## 課題内容
管理職のリストラを扱った本文を、最後の文の後から書き継いでください。

## 本文
────────

管理職として勤務していたら、リストラの対象とされてしまい悩んでいませんか?
すぐに再就職できる年齢でもないし、ローンの支払い等の生活についても不安ですよね。
管理職は、人件費削減の際に真っ先にリストラの対象とされやすい傾向にあります。
なぜなら、賃金額が高く人件費が圧迫する反面、現場作業ではなくマネジメント業務が中心なので、削減しても会社経営への直接的な影響が大きくないためです。
リストラは労働者の落ち度なく行われるものなので、これが認められるハードルは高く設定されています。
例えば、以下のようなケースではリストラは違法となる可能性があります。
ケース1:退職すると言ってないのに合意退職とするケース
ケース2:人員削減の必要性がないケース
ケース3:希望退職の募集をしていないケース
ケース4:恣意的に対象が選ばれているケース
ケース5:説明や協議が尽くされていないケース
実際、法的には拒否できる場合であるにもかかわらず、よくわからずに退職届にサインしてしまったという管理職の方が多く存在します。
しかし、転職先も決まっていない状態で安易に退職に同意してしまうことは非常に危険です。
交渉次第では、十分な生活費を確保しつつ、キャリア上のブランクなしに転職できることもあります。
この記事では、管理職がリストラの対象となった場合に是非知っていただきたいことをわかりやすく紹介していきますので、一緒に確認していきましょう。
今回は、管理職のリストラについて簡単に説明したうえで、理想的な退職条件を獲得する正しい対処法を解説していきます。
具体的には以下の流れで説明していきます。
この記事を読めば、リストラの対象となってしまった管理職の方がどのように対処すればいいのかがよくわかるはずです。
解雇された場合に「やるべきこと」と「やってはいけないこと」は、以下の動画でも詳しく解説しています。
リストラについては、以下の動画でも詳しく解説しています。
目次
管理職はリストラされやすい?されにくい?
管理職は、人件費削減の際に真っ先にリストラの対象とされやすい傾向にあります。
なぜなら、賃金額が高く人件費が圧迫する反面、現場作業ではなくマネジメント業務が中心なので、削減しても会社経営への直接的な影響は大きくないためです。
例えば、年収800万円の管理職1人に退職してもらった場合と年収400万円の若手従業員2人に退職してもらった場合では、削減できる人件費は同じです。
他方で、後者では2人もの従業員が退職することになってしまい、実際に現場で業務を行う従業員が足りなくなることにより、業務が回らなくなってしまう可能性があります。
また、若手社員が多く退職してしまうと、数年後には管理職社員も高齢となってしまい、主力となる社員がいなくなってしまいます。
そのため、管理職は、非管理職に比べてリストラの対象とされやすいのです。

────────

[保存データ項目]

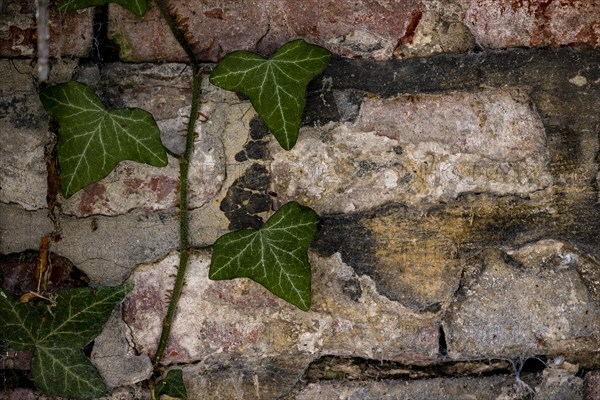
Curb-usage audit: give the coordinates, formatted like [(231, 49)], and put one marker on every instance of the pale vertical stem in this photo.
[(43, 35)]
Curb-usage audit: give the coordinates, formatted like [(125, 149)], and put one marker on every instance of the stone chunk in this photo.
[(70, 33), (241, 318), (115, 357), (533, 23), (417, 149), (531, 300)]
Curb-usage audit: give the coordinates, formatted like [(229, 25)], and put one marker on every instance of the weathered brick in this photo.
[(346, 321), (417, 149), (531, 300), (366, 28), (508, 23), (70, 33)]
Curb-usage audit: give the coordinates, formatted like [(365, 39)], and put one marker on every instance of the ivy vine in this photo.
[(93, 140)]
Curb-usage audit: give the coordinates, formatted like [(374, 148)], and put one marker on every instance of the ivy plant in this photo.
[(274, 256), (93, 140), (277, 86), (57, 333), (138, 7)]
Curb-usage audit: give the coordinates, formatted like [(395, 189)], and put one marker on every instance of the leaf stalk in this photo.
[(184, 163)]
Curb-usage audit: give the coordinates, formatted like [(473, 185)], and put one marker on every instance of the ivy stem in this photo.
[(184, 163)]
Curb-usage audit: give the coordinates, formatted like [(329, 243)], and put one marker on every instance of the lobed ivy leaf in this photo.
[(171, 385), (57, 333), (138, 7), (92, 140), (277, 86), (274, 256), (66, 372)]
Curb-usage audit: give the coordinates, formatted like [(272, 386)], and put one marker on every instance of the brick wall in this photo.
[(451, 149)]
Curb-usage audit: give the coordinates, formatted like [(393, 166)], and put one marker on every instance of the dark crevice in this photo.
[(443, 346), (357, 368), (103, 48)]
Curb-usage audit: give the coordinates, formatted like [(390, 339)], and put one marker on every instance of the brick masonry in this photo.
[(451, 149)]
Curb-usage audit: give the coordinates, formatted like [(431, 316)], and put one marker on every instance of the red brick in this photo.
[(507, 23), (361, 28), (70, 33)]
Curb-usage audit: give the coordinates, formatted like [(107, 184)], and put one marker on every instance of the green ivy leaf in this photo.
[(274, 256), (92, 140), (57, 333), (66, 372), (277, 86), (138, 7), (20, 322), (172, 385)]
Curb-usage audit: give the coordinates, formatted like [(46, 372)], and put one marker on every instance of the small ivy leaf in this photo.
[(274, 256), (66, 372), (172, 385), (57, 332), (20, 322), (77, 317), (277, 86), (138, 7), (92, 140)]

────────

## 解答例
管理職のリストラは拒否できる?退職勧奨と解雇の違い
管理職のリストラを拒否できるかどうかについては、「退職勧奨」か「整理解雇」かによって考え方が異なっております。
そのため、以下では、「退職勧奨」と「整理解雇」を分けて説明していきます。
退職勧奨
退職勧奨とは、会社があなたに自主的に退職することを促すものです。
退職勧奨ついては以下の記事で詳しく解説しています。
管理職の方が退職勧奨をされた場合でも、これに応じる義務は全くありません。
つまり、退職勧奨については、拒否することができます。なぜなら、退職勧奨は、あくまでも自発的な退職意思の形成を働きかけるための説得活動であり、これに応じるか否かは労働者の自由な意思に委ねられるべきとされているためです(東京地判平23年12月28日労経速2133号3頁[日本アイ・ビー・エム事件])。
例えば、ある日、あなたが人事担当者から面談に呼び出されたとします。
その場で、会社の経営が厳しく、貴方には退職していただきたいとして、退職届にサインするように求めてくることがあります。
この場合にあなたが退職届にサインする義務はなく、拒否して構いません。
他方で、一度、退職届にサインしてしまうと、これを撤回するハードルかなり難しいので注意が必要です。
退職届の撤回については、以下の記事で詳しく解説しています。
整理解雇
整理解雇とは、企業の経営上必要とされる人員削減のために行われる解雇のことをいいます。
整理解雇については、拒否することができません。なぜなら、解雇は、会社が一方的な意思表示により行うものであり、労働者の同意は不要であるためです。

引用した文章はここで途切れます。